#### Text passage
↓↓↓
Europeans in the fourteenth century were looking at the world in a new way, seeing far-off places as desirable, worth finding out about, maybe worth acquiring. Yet before Europeans really got out and started taking over that world, there had to be enough personal wealth back home to make a decent-sized market for foreign luxuries. Oddly, it took a horrible disease and mass-scale death for that market to find a foothold.
The Black Death (also called the Black Plague), a devastating epidemic of bubonic plague and its variants, probably started in the foothills of Asia's Himalayan mountain range. But in the fourteenth century something happened to make disease spread — perhaps the rise of trade. The disease lived in fleas carried by rats. Where people go, especially people carrying food, so go rats and their parasites.
When a rat died, the fleas jumped to another rat. When no other rat was handy, the fleas tried less desirable hosts. When those hosts were human, the people got terribly sick and most of them died quickly. An even more deadly version of the disease, pneumonic plague, spread through the air from person to person.
The blackish bruises that appeared beneath their skin were called buboes. That's where the name bubonic plague comes from. (Think of that next time you hear a child call a bruise a "boo-boo.")
Killing relentlessly
In 1333, the plague killed thousands of Chinese. The disease spread west. By 1347, it reached Constantinople, where it was called "The Great Dying," and it continued rapidly west through the Balkans, Italy, France, and Spain. Then year by year, the disease advanced northward. Within a few years the Black Death reached Russia, Scandinavia, and beyond, following the Viking trade routes to Iceland and completely wiping out Norse settlements in Greenland.
As many as 25,000,000 people died in Europe. Maybe a third of the people in England fell. Periodic outbreaks followed for centuries after, but the Black Death had an impact even beyond the horror and sorrow and the morbid fascination it inspired. (Many examples of art from this time focus on disease and death.)
The children's rhyme "Ring Around the Rosie" is much older, and much more morbid, than many modern parents realize. It goes back to plague times, when the "rosie" was a rash that appeared as victims first came down with the disease. "Pocket full of posies" refers to the erroneous belief that flower petals were a defense against sickness. The posies did sometimes help with the overwhelming smell of death. "Ashes, ashes," is from the funereal "ashes to ashes, dust to dust." And the final line, "all fall down" originally carried the understanding that few, if any, would get back up again.
↑↑↑
#### Referring expression records
↓↓↓
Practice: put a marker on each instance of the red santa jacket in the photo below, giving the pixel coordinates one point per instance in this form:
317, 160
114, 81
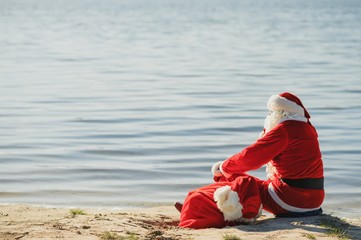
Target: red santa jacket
293, 149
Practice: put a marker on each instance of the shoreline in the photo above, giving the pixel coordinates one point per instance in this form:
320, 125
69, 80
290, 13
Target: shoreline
158, 223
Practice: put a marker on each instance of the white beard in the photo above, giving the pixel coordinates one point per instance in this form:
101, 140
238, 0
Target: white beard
272, 120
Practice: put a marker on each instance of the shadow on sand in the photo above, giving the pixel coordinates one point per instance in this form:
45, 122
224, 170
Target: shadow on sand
323, 223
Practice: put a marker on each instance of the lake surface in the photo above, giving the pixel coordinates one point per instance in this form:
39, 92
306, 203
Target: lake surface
122, 104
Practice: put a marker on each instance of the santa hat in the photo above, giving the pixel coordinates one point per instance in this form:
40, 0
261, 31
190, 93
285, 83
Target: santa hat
288, 102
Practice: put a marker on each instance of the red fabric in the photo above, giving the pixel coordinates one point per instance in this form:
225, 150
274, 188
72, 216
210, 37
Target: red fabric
294, 150
201, 211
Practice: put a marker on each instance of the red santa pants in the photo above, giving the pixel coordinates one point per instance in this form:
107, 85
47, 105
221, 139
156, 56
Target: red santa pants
200, 209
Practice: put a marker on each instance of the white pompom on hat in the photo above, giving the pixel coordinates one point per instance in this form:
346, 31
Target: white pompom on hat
287, 102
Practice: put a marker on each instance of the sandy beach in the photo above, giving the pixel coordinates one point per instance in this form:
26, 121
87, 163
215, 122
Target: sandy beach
159, 223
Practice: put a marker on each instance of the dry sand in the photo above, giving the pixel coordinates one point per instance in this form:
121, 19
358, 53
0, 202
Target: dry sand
160, 223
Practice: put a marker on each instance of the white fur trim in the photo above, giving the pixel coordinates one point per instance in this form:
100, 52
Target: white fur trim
284, 205
228, 202
277, 102
216, 169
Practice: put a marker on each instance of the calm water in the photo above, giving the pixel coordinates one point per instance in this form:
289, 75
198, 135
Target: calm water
128, 103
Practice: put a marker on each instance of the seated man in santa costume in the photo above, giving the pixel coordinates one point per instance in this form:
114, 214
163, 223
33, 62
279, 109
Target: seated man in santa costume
290, 149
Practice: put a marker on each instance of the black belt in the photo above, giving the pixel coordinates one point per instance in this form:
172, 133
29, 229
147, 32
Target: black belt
306, 183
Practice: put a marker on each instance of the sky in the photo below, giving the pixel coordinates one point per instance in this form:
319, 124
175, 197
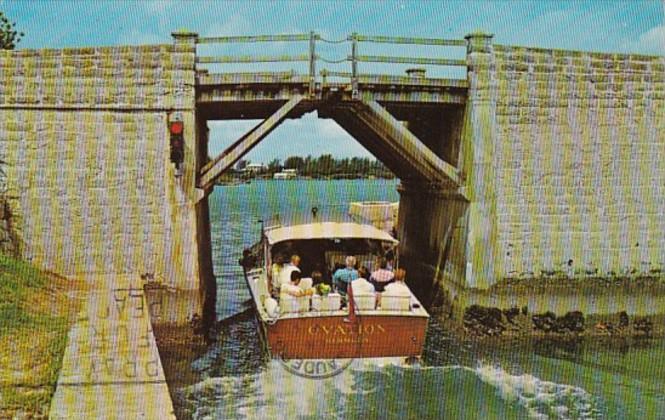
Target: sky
608, 26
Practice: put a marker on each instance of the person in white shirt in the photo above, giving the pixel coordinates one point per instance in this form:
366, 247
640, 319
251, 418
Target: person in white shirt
276, 274
285, 274
292, 288
399, 287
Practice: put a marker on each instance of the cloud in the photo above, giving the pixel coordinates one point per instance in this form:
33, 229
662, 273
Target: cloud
652, 41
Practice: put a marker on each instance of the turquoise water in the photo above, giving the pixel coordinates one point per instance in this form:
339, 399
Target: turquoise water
542, 380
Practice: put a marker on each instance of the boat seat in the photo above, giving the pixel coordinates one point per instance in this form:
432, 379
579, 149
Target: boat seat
291, 304
396, 303
331, 302
306, 283
365, 301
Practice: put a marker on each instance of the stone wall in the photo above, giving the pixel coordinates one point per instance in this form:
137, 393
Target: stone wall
89, 182
579, 160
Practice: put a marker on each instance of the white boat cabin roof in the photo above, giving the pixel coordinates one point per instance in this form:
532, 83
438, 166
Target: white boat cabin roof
327, 230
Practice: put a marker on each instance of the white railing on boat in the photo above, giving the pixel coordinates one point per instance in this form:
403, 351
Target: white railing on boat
333, 302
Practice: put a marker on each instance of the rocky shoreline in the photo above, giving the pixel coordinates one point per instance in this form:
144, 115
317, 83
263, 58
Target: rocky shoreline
479, 323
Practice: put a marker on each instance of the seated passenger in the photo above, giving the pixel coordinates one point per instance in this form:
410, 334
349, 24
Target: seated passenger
399, 287
346, 275
285, 275
275, 274
293, 287
291, 292
363, 291
317, 277
360, 285
397, 295
382, 276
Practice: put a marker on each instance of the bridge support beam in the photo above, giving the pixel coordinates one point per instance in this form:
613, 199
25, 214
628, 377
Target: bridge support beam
406, 145
479, 135
211, 171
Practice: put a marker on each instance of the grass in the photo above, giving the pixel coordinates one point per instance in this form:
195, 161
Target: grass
35, 315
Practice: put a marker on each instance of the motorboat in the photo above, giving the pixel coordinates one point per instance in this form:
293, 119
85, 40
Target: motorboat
330, 325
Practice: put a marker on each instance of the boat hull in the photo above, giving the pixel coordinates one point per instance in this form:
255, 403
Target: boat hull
336, 337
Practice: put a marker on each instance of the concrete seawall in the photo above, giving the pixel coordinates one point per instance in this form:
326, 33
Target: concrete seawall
111, 367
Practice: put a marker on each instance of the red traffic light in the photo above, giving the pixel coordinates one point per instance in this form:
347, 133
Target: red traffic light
176, 127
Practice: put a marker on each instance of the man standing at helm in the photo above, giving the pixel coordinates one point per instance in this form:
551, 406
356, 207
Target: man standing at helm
285, 273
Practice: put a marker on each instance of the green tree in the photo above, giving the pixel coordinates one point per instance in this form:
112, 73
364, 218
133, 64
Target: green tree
274, 166
294, 162
9, 36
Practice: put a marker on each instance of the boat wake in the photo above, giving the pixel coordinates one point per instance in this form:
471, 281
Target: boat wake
542, 399
368, 388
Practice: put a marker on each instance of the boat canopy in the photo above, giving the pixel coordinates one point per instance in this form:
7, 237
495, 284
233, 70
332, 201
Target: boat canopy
327, 230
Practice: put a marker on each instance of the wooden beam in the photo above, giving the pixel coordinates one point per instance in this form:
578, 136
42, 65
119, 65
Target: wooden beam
213, 169
406, 143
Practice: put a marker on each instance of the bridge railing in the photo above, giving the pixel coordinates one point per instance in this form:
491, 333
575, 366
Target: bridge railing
354, 58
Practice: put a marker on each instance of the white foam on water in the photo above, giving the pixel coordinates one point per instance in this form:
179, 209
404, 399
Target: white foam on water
542, 399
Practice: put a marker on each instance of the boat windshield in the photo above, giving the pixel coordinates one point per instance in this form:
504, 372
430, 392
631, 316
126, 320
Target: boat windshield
327, 255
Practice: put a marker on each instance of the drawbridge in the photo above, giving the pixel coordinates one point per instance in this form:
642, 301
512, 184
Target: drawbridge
381, 111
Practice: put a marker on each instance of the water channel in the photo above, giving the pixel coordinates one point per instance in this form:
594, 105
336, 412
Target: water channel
455, 380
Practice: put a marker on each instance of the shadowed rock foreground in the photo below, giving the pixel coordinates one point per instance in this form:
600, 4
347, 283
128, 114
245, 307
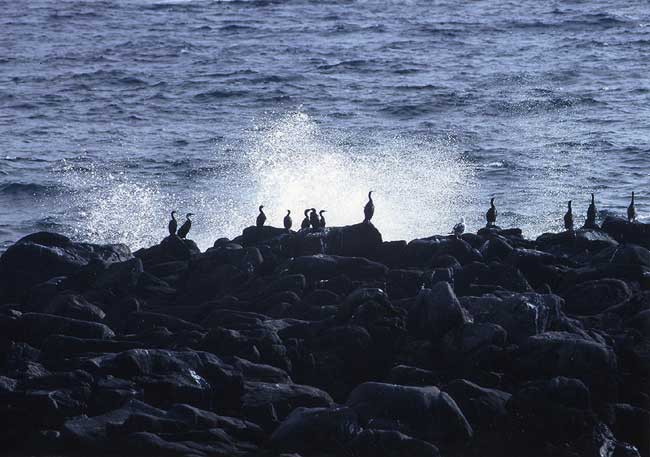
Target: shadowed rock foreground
327, 343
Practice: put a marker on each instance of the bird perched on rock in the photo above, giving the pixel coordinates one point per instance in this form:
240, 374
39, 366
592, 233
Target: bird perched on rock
369, 209
305, 221
568, 218
288, 222
261, 217
313, 219
173, 224
459, 228
187, 225
491, 215
591, 213
631, 210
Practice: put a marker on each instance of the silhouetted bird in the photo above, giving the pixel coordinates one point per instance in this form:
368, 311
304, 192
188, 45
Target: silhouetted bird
313, 219
491, 215
288, 222
187, 225
261, 217
173, 224
459, 228
631, 210
369, 209
591, 213
305, 221
568, 218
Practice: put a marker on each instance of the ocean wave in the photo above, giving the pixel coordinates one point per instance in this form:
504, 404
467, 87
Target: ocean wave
24, 189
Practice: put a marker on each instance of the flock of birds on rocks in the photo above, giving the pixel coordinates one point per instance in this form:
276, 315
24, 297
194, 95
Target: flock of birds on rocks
315, 220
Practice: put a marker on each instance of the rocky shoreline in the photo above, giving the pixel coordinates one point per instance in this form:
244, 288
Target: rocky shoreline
329, 342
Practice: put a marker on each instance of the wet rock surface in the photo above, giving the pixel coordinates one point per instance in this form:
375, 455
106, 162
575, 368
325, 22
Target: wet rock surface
329, 342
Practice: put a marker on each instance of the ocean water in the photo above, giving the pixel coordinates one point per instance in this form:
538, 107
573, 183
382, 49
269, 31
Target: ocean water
113, 113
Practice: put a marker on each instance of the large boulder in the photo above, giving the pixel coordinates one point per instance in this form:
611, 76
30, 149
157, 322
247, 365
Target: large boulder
556, 410
267, 404
423, 412
319, 267
628, 232
35, 328
521, 315
436, 311
567, 354
390, 443
308, 430
593, 297
167, 377
40, 256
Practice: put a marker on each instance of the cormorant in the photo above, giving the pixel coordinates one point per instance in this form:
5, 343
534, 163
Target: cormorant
288, 222
591, 213
459, 228
313, 219
305, 221
631, 210
185, 228
261, 217
369, 209
568, 218
491, 215
173, 224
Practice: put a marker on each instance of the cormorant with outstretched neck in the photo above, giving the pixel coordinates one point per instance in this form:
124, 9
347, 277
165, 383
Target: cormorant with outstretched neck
491, 215
313, 219
305, 221
631, 210
185, 228
568, 218
288, 222
369, 209
591, 213
261, 217
173, 224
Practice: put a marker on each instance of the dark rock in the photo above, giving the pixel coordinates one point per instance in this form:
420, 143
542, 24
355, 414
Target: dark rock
412, 376
465, 339
628, 232
422, 412
521, 315
436, 311
41, 256
630, 424
34, 328
390, 443
600, 442
267, 404
567, 354
318, 267
484, 408
556, 410
73, 306
143, 320
593, 297
168, 377
404, 283
316, 430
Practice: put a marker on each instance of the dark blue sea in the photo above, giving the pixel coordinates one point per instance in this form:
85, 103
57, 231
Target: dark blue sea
113, 113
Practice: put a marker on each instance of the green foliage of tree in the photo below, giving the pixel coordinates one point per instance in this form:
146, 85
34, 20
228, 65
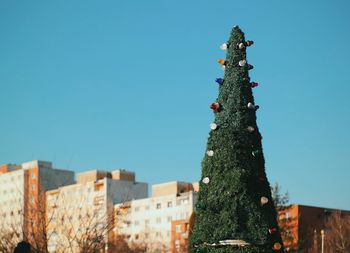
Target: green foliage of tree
229, 206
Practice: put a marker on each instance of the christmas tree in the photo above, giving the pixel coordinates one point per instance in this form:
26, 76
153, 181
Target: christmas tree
235, 211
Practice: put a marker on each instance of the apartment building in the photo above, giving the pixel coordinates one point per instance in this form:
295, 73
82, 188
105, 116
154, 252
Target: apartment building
148, 221
82, 215
22, 197
303, 225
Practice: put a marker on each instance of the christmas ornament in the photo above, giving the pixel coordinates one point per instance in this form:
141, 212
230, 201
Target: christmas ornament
213, 126
242, 63
224, 46
255, 153
206, 180
249, 43
277, 246
252, 106
210, 152
264, 200
272, 230
222, 61
250, 129
219, 80
254, 84
215, 106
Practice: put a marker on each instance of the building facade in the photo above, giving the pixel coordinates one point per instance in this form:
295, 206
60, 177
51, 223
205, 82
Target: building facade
148, 222
81, 216
302, 225
22, 198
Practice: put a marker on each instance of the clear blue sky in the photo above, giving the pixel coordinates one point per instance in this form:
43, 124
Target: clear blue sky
128, 84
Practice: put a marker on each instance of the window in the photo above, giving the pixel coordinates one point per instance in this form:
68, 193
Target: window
178, 228
184, 201
287, 215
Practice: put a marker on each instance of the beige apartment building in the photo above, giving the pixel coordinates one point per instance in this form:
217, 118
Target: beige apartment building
148, 222
22, 198
80, 217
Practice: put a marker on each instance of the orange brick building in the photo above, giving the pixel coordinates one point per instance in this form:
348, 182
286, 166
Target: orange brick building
179, 236
302, 225
23, 202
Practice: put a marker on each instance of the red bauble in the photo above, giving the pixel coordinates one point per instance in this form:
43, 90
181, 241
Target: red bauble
249, 43
215, 106
254, 84
272, 230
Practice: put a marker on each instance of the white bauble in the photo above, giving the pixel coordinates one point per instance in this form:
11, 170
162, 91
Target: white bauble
264, 200
213, 126
210, 152
242, 63
250, 105
224, 46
↑↑↑
#### Work instructions
1. In the Black Death text, translate this sentence into Spanish: "The disease lived in fleas carried by rats."
2. Carry on the text about the Black Death from its last sentence.
The records have nothing to do with the work on the text.

#### Expected results
1. La enfermedad vivía en pulgas transportadas por ratas.

2.
Doing the math: Fewer people equals more wealth
Plague so drastically reduced Europe's population that a smaller labor pool changed the economy. Ironically, this improved many Europeans' lives — creating disposable income, which spurred a demand for eastern luxuries and even eastern ideas. (The intellectual and cultural result of this reduction in population and eastward focus was called the Renaissance.)
With so many dead, fewer people were left to work the land. A few workers had the spunk to stand up to the nobles and landowners and point out that they weren't about to give more work for the same money — not when the supply of workers had become smaller and thus more valuable. The most famous of these uprisings was led by Wat Tyler, an English rabble-rouser who got himself killed for his trouble in 1381.
Post-plague economics forced some large landholders to split their estates into smaller plots. Instead of remaining tenants who turned over the bulk of their crop to the landlord, some laborers actually began earning pay for their work.
Though there were fewer people overall, more people had land, income, and the potential to buy goods. This stimulated a rise in merchants, craftspeople, and skilled traders who could supply goods. Up until that time, you were either rich or poor, usually poor. Now there was a middle class.